─── Tekstgedeelte

De afgelopen maanden heb ik geschreven over een hele serie
folders die het opvoedingsprogramma TripleP als basis hebben. De laatste aflevering ging over huiswerk. Toen ik deze week
wat zaken aan het archiveren was, kwam ik aantekeningen tegen op een stapel
kopieën die ik al in 2010 kreeg van iemand die zich opwond over deze aanpak.
Het betreft folders over een heel aantal onderwerpen:
Je kind voorbereiden op een nieuwe baby, Stress de baas
blijven, Ouderschap, Slaappatronen (deze heb ik helemaal volgekladderd met
commentaar…), Scheidingsangst, Huilen (vol met vreselijke uitspraken), Slaapproblemen
(lijkt te gaan over hoe je die kunt creëren…), Zindelijk worden, Leren praten, Weglopen,
Driftbuien, Ongehoorzaamheid, Zelf eten, Strijd aan de eettafel, Ruzie en
agressie, Ongehoorzaamheid II, Angsten bij kinderen, Helpen in huis, Pesten, Gedrag
op school, Huiswerk en Zelfbeeld.

──────

◆ Opdracht 1: Op welk opvoedingsprogramma zijn de folders uit het tekstgedeelte gebaseerd?
Het tekstgedeelte en de vermeldingen komen uit verschillende bronnen.

─── Vastgelegde gegevens

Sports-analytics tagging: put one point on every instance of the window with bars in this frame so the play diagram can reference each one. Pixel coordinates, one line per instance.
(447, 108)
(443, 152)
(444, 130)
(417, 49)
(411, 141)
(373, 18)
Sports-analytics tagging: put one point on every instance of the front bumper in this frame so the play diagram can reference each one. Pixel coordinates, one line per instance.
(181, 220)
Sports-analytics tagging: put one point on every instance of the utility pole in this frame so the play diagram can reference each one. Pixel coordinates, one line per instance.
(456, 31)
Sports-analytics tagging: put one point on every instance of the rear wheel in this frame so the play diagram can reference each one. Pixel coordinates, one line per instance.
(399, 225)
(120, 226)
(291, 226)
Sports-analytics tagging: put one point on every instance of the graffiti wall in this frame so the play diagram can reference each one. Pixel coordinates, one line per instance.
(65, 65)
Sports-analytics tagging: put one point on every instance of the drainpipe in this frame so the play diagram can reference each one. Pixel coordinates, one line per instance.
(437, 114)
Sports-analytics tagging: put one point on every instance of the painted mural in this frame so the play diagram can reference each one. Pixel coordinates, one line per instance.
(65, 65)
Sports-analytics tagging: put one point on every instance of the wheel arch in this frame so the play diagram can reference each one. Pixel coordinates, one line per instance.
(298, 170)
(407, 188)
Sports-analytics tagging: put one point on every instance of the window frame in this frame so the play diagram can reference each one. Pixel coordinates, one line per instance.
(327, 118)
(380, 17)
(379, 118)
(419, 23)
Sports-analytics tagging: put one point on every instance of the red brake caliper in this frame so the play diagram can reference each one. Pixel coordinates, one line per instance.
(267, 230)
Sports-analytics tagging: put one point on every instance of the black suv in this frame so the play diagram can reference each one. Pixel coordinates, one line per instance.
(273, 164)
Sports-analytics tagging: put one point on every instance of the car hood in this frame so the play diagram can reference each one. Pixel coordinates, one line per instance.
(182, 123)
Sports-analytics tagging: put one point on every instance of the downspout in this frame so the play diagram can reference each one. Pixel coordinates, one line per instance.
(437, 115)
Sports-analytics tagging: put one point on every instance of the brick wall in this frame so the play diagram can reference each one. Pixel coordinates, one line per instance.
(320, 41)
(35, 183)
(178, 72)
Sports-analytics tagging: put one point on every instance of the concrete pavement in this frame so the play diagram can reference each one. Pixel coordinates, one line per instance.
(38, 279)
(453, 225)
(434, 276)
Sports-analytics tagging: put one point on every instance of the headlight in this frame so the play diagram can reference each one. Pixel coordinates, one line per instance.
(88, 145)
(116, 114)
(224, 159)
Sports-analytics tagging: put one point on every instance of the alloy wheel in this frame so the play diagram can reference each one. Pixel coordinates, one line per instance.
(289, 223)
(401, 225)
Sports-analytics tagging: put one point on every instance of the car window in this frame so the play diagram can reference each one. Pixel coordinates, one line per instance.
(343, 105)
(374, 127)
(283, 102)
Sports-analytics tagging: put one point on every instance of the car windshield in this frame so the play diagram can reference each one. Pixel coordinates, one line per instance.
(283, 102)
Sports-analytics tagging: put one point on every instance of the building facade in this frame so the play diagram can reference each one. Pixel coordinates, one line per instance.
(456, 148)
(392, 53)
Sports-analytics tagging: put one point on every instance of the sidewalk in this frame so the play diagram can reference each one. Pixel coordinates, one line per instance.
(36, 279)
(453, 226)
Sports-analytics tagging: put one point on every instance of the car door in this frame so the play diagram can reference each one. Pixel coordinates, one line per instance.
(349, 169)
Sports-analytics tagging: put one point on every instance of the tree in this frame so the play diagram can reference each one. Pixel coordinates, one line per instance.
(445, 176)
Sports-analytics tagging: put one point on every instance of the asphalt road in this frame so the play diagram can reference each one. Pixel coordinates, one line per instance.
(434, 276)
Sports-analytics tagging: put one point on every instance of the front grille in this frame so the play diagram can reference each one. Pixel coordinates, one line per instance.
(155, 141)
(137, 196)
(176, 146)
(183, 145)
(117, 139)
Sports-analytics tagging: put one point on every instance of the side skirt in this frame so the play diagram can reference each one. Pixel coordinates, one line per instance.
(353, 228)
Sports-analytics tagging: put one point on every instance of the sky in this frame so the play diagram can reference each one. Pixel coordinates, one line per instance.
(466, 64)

──────

◆ Opdracht 2: Zoek in de vermeldingen elke regel op waarin het woord "front" staat, en neem die regels over.

◆ Antwoord 1: Op het opvoedingsprogramma TripleP.

◆ Antwoord 2:
Sports-analytics tagging: put one point on every instance of the front bumper in this frame so the play diagram can reference each one. Pixel coordinates, one line per instance.
Sports-analytics tagging: put one point on every instance of the front grille in this frame so the play diagram can reference each one. Pixel coordinates, one line per instance.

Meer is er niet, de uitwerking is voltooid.